The healing power of music.

    music notes and instruments

    Social distancing has been the leitmotif of these past turbulent weeks. A tiny entity, which, while tuning its dissonant melody, has wreaked havoc on the harmony in social and personal relationships. Grandparents were not allowed to be visited by their loved ones during the Easter festivities, let alone to embrace each other.

    Music is considered as a universal language. It is understood by all and everybody. Music creates bridges. Music unites. Recently, we have been witnessing people encapsulated in their homes and estranged from one another, coming out on their balconies and expressing their feelings through song, dance, banging of utensils… Even DJs organized themselves on balconies in order to recreate relationships.

    Usually artists are said to express their true self in their work. This holds not only for painters, architects, sculptors… but also for musicians. Hence, music reveals and amplifies one’s identity.

    If music does not convey and propose valid messages, it will lose its call to be an instrument which enhances relationships, solidarity and well-being.

    If words in lyrics, if melodies in sound, if tunes from instruments, become, ever more, a reflection of the human search for the truth that lies hidden in every human being, the truth which dilutes itself in the love that creates true relationships, then we can hope for a better future, a healthier one.

    Music will, or has to, be rediscovered as a friend to our children, and especially to our youths, but not exclusively, because even our grandparents need to feel appreciated and cared for, and not left alone. Music will become a universal instrument accepted by all, to serve humanity in its most fundamental craving for true relationships.

    The English rock and roll band, Tremeloes’ ‘Silence is golden’, should not remain only a song which vested decades in harmony, but also a universal lesson especially to the new generations who, perhaps, instead of vocal ability, harmony, melody, ability to play an instrument, prefer loud noise and void voices to music. Whereas, as the saying goes, even a fool who keeps silent is considered wise. Silence does not mean only to be speechless but also to be attentive, and to listen.

    The American romantic musical, ‘The sound of music’, which has been a celebrity during the aftermath of World War II, and onwards up to this very day, indicates exactly the value of music and how valuable musicians are in creating sound and healthy relationships.

    If we want music to be an antidote for solitude today, can it not serve as healer of relationships tomorrow? A massive national orchestral concert, after this trauma is over, would perhaps wipe away from our memory the scar which this invisible but effective virus has inflicted on our relationships.

    The recent and much appreciated initiative, “Malta together”, on our national social media, which Health Superintendent professor Charmaine Gauci labelled as “An inspiration for our nation”, cannot but confirm that a grand national concert in the future, which we are proposing, is far from impossible. The social distancing will thus have been beneficial not only in eradicating the harmful virus from amongst us, but also in letting let loose our creative spirit. Thus, we ought to present, live on stage, the coming together of musicians, creating harmony, symbolizing our hopes for a better future.
====================
**PARTS OF THE EXERCISE**.
a - In the essay on the healing power of music, what did Health Superintendent Charmaine Gauci call the "Malta together" initiative?
b - From the essay on the healing power of music, copy the passage that begins with the words "If music does" and ends with "a healthier one.".
The records come from a separate, unrelated source.

**EXCERPTED RECORDS**.
====================
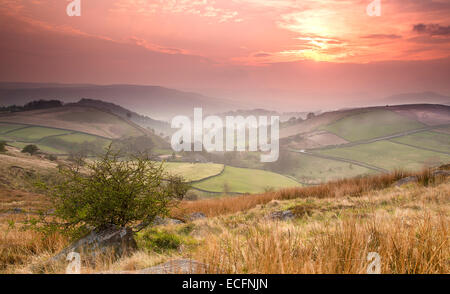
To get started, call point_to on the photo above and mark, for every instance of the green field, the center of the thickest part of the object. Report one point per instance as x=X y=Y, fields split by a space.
x=50 y=140
x=389 y=155
x=193 y=171
x=372 y=124
x=9 y=127
x=243 y=180
x=431 y=140
x=313 y=170
x=32 y=134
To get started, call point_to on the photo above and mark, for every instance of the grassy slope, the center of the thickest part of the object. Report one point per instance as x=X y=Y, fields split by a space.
x=332 y=233
x=81 y=119
x=389 y=155
x=315 y=170
x=193 y=171
x=8 y=127
x=372 y=124
x=242 y=180
x=432 y=140
x=35 y=133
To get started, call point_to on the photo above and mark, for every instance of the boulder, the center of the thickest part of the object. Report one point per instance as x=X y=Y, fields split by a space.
x=109 y=240
x=160 y=221
x=282 y=215
x=441 y=173
x=179 y=266
x=405 y=181
x=196 y=216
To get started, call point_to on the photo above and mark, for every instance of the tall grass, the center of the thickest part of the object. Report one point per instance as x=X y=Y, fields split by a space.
x=353 y=187
x=420 y=247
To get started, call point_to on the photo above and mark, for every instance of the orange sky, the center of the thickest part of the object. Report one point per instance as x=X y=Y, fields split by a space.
x=226 y=44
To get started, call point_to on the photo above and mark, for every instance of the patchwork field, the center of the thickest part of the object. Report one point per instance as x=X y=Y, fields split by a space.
x=193 y=171
x=389 y=155
x=4 y=128
x=431 y=140
x=81 y=119
x=50 y=140
x=243 y=180
x=33 y=134
x=371 y=125
x=313 y=170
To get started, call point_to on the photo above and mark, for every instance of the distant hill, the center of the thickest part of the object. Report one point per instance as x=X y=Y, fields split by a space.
x=419 y=98
x=154 y=101
x=141 y=120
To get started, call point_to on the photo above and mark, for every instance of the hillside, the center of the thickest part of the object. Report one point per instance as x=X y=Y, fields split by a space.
x=330 y=228
x=363 y=141
x=60 y=130
x=156 y=102
x=141 y=120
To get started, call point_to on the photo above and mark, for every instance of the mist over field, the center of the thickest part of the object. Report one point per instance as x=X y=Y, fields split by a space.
x=224 y=137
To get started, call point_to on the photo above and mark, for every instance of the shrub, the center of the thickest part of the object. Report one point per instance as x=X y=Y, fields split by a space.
x=2 y=146
x=31 y=149
x=159 y=240
x=110 y=191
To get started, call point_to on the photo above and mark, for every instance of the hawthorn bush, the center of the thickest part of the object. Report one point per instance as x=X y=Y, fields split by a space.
x=111 y=191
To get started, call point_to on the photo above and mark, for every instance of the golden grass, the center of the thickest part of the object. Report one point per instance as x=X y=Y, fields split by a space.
x=409 y=230
x=346 y=187
x=336 y=226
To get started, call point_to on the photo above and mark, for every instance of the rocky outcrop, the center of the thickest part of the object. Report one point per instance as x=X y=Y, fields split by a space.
x=405 y=181
x=196 y=216
x=109 y=240
x=180 y=266
x=282 y=215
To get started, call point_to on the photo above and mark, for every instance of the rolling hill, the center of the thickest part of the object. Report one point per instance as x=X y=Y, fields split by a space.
x=367 y=140
x=60 y=130
x=157 y=102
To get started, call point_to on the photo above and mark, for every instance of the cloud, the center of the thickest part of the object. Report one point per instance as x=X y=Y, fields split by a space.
x=432 y=29
x=381 y=36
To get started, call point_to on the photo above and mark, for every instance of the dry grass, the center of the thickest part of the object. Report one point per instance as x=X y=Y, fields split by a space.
x=409 y=230
x=336 y=226
x=346 y=187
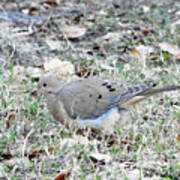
====================
**ANSWERS FOR THE TASKS**.
a - "An inspiration for our nation."

b -
If music does not convey and propose valid messages, it will lose its call to be an instrument which enhances relationships, solidarity and well-being.

    If words in lyrics, if melodies in sound, if tunes from instruments, become, ever more, a reflection of the human search for the truth that lies hidden in every human being, the truth which dilutes itself in the love that creates true relationships, then we can hope for a better future, a healthier one.